> **Enunciado da tarefa**
Liste todas as canções do Muse citadas pelo título no texto sobre o show no Allianz Parque.

> **Trecho fornecido**

════════════════

O rock e a síndrome de grandeza. Uma mistura clássica – e volátil. Busca-se crescer mais do que as pernas (e o talento) suportam, e o tombo é daqueles feiosos e traumáticos. A queda não chegou ainda ao Muse, mas o trio britânico talvez esteja mais perto dela do que eles mesmos gostariam de admitir. O show realizado na noite de sábado, 24, no Allianz Parque, diante de 27 mil pessoas (número informado pela organização do evento), mostrou alguns buracos na estrutura que é preciso se construir para sustentar uma performance numa arena – e já nos ensinou a engenharia civil: é preciso uma base forte para manter um arranha-céu em pé.
Banda nascida no fim dos anos 1990, o Muse desde cedo chamou a atenção pela pretensão. Guitarra musculosa de Matthew Bellamy foi ouvida como a salvação do rock puro, sem a necessidade de um subgênero para classificá-lo. Uma espécie de power trio que flertava com o heavy metal, mas caminhava entre peso e leveza por meio dos vocais do próprio Bellamy.
Do disco de estreia, Showbiz, lançado em 1999, apenas uma canção sobreviveu até o set list mostrado na capital paulistana. A boa Muscle Museum representa a primeira fase da banda em um apanhado de canções dominado pelo mais recente e pretensioso (olha a palavra aí de novo) álbum do grupo, Drones. E isso diz muito. É ótimo testemunhar bandas que não precisam se apoiar em hits do começo da carreira para segurar um show em arena. O público não estava ali, aliás, para Muscle Museum. O Muse cresceu aos poucos, não como sucesso instantâneo. Saíram seis discos entre Showbiz e o mais recente deles, lançado neste ano.
O grupo não teve medo de se descolar, aos poucos, da primeira imagem, do impacto inicial que a banda causou no seu surgimento. Experimentaram novas sonoridades – a ótima Madness, que flerta maravilhosamente com o dubstep antes de cair para a vala do rock de arena genérico no refrão, é exemplo claro de que Matt e companhia não se importam em limitações de gênero.
O perigo da queda, contudo, já se mostra claro. “Your ass belongs to me now”, verso de Psycho, single de Drones, é tão pavoroso que sequer merece tradução para o português. A frase faz algum sentido no contexto da canção, mas está longe de ser necessária. As cinco canções do novo álbum apresentadas ao vivo mostram que é preciso dar alguns passos atrás.

════════════════

> **Listagem**

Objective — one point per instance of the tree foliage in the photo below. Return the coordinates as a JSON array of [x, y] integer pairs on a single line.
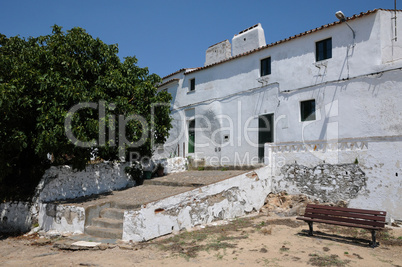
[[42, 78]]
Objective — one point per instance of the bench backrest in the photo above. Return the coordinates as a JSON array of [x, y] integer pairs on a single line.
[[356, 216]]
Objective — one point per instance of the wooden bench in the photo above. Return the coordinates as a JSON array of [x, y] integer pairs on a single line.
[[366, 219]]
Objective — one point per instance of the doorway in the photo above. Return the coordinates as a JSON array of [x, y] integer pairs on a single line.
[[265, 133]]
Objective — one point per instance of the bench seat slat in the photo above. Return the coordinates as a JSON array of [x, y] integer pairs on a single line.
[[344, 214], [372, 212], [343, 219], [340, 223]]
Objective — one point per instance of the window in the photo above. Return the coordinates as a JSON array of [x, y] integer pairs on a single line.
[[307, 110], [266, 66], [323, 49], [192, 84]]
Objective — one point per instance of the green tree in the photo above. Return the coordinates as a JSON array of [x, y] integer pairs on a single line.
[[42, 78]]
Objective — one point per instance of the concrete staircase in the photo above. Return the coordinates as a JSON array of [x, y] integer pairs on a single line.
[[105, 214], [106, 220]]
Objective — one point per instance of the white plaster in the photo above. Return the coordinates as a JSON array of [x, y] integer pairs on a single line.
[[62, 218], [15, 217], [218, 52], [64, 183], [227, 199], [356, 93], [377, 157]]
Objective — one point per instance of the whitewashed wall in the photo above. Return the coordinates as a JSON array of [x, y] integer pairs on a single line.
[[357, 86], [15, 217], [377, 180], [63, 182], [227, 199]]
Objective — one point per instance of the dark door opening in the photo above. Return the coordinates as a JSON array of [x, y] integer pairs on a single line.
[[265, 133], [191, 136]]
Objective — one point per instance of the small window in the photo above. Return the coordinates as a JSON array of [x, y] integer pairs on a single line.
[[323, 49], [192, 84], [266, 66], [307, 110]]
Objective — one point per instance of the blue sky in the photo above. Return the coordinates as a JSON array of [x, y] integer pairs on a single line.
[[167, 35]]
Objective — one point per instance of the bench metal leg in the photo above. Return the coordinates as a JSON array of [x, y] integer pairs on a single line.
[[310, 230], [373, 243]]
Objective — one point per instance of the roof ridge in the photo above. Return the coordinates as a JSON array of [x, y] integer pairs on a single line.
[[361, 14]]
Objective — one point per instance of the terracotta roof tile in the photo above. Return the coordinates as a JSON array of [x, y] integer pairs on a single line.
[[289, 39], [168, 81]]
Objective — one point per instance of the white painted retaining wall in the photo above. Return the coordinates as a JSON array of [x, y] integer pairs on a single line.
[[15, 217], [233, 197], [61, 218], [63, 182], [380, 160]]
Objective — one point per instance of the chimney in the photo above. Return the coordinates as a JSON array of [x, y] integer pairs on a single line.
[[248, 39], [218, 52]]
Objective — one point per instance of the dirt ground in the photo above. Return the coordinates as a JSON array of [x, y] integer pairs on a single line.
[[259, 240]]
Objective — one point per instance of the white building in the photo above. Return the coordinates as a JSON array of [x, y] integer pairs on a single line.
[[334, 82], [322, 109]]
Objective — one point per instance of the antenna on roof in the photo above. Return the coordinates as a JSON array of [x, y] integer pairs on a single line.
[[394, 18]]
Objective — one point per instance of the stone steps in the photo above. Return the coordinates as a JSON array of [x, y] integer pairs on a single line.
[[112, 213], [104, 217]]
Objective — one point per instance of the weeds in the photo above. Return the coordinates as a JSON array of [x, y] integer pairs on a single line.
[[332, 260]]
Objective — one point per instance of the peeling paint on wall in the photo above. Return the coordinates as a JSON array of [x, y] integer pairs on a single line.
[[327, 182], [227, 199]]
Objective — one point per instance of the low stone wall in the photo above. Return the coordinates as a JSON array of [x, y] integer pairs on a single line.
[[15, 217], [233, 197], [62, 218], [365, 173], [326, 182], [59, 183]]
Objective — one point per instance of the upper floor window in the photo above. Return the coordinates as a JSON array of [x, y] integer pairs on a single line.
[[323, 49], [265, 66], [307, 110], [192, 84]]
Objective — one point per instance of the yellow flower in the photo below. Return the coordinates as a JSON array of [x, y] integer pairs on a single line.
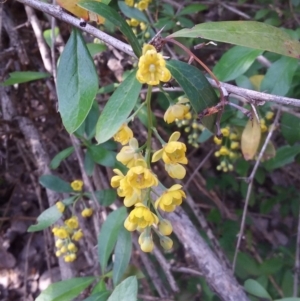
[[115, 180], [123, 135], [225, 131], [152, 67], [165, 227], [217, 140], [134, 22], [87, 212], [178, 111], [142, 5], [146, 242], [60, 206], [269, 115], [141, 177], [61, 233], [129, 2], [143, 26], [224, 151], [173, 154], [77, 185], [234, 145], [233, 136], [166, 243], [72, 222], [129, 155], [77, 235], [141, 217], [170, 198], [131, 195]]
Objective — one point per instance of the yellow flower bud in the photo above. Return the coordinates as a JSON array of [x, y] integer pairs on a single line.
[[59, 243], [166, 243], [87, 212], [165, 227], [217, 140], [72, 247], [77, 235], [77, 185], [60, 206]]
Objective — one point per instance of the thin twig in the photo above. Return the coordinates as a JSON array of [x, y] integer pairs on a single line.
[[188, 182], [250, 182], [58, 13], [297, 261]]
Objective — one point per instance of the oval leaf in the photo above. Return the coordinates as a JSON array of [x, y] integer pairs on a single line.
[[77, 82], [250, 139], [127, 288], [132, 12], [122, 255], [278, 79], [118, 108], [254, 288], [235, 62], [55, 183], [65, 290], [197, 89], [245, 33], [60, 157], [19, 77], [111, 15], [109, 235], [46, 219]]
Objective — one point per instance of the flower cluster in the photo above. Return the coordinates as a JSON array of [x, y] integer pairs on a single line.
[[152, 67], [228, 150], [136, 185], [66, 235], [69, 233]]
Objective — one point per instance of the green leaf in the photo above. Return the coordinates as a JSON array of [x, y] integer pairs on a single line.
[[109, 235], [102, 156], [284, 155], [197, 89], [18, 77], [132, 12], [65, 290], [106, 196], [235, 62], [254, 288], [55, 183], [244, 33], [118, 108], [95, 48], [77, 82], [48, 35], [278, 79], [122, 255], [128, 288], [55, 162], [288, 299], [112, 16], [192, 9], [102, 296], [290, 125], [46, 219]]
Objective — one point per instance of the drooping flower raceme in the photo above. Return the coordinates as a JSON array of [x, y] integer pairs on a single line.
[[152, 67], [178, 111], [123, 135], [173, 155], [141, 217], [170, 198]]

════════════════

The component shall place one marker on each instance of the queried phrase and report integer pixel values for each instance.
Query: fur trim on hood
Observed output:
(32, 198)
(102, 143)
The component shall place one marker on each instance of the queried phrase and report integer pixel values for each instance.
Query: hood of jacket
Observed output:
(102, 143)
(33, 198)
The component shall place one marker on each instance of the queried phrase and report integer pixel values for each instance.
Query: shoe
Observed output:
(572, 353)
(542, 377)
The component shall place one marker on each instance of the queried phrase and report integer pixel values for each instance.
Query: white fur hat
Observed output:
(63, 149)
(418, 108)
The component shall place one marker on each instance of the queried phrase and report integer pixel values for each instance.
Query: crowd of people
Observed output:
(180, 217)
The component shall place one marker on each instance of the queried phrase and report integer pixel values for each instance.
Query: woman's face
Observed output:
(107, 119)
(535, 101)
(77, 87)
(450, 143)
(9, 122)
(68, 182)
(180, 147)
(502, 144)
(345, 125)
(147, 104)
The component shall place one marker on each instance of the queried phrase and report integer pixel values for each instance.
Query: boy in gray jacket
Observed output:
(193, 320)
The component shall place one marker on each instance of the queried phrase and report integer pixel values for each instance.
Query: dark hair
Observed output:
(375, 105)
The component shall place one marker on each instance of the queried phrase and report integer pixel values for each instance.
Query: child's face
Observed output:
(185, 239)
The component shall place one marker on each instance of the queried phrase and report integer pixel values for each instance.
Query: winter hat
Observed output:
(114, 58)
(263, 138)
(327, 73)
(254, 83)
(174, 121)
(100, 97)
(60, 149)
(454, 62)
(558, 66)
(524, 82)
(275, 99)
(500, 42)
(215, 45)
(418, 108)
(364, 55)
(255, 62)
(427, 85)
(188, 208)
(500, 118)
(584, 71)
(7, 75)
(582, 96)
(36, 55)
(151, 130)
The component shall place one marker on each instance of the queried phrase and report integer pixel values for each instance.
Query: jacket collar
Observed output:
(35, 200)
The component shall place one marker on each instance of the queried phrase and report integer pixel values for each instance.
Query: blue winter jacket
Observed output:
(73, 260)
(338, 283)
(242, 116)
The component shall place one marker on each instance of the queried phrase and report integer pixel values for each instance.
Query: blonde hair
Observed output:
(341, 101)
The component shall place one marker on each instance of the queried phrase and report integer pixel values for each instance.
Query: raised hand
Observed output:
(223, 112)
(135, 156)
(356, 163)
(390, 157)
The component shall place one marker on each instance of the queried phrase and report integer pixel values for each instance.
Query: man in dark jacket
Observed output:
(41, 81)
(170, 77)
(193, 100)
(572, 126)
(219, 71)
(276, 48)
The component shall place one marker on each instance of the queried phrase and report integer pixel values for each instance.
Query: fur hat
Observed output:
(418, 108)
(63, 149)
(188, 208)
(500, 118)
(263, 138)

════════════════

> **A solução**
Muscle Museum, Madness e Psycho.